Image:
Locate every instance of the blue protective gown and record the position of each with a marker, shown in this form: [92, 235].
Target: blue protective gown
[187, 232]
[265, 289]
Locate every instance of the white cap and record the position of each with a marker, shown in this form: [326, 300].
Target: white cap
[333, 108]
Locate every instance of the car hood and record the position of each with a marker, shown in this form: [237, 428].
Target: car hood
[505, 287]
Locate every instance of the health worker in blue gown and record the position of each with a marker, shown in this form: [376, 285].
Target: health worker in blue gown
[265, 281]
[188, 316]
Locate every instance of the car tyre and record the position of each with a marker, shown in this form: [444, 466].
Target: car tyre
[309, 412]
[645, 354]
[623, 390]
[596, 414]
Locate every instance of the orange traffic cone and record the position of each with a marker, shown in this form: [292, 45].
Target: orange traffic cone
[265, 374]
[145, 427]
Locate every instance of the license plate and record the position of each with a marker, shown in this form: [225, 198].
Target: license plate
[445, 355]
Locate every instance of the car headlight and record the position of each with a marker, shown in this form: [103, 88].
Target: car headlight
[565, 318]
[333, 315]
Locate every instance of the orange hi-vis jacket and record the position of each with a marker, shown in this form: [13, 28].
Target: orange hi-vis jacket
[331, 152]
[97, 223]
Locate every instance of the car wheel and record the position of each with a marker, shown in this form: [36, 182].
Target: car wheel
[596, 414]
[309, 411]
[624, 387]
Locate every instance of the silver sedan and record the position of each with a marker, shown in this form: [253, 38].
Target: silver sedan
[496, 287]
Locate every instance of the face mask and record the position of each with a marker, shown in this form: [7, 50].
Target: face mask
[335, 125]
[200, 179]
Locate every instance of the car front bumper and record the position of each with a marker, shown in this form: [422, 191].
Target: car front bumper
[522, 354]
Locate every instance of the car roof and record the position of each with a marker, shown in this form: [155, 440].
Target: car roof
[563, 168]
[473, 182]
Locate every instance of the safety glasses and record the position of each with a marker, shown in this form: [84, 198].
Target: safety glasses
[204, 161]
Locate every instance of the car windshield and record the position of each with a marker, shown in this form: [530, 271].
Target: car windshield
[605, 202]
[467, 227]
# # # # # # #
_THE TASK_. Go through all the lines above and change every "orange traffic cone" to "safety cone", leaving everything else as it is.

_WRITTEN SOLUTION_.
Image:
Locate every instance of the blue protective gown and record the position of each with a marker, shown in this form: [92, 235].
Target: blue protective gown
[187, 232]
[265, 289]
Locate every instance of the white cap and record the position of each with a marker, shown in this form: [326, 300].
Target: white cap
[333, 108]
Locate every instance of the car hood and record the position of each with a marker, shown in this form: [237, 428].
Target: car hood
[505, 287]
Locate every instance of the health worker in blue gown and record the position of each with a marker, shown in this form: [376, 285].
Target: health worker in blue gown
[265, 281]
[188, 316]
Locate every instance of the car tyre and record the position of each with a marker, shown in this form: [444, 466].
Target: car tyre
[309, 412]
[645, 354]
[623, 390]
[596, 414]
Locate every instance of the safety cone and record the position of each with a marker, shown in this form: [292, 45].
Target: safety cone
[265, 374]
[145, 427]
Locate every instance of the license plate and record the position of each with a marker, shown in this form: [225, 198].
Target: license plate
[445, 355]
Locate every instance of the car headlight and record the position of each with a marker, shown in this form: [103, 88].
Target: car headlight
[565, 318]
[333, 315]
Locate every instance of the orange hi-vis jacket and record the position of each with a marker, shown in this form: [13, 28].
Target: orange hi-vis jacket
[331, 152]
[97, 223]
Locate every instance of the car wheel and record the position of each with a marker, shown in this form: [36, 182].
Target: car wheel
[596, 414]
[309, 411]
[624, 387]
Locate every instance of the silver sedan and record the position of each with a marker, shown in this form: [253, 38].
Target: silver sedan
[496, 287]
Locate every instance of the face mask and record the position of each with a marker, shown in this form: [7, 50].
Target: face mask
[335, 125]
[200, 179]
Locate every instance of the car front bumper and record the position of each with a marker, shown in this form: [422, 191].
Target: car front bumper
[522, 354]
Locate every instance of the car roof and record the position of each with a marker, shown in this form: [155, 440].
Target: car roof
[563, 168]
[473, 182]
Locate every instance of the safety glasses and record the position of each with a marker, shown in this form: [84, 198].
Target: safety glasses
[204, 161]
Locate every instance of the car windshield and record the position of each with a marker, shown in this form: [530, 271].
Target: car windshield
[605, 202]
[467, 227]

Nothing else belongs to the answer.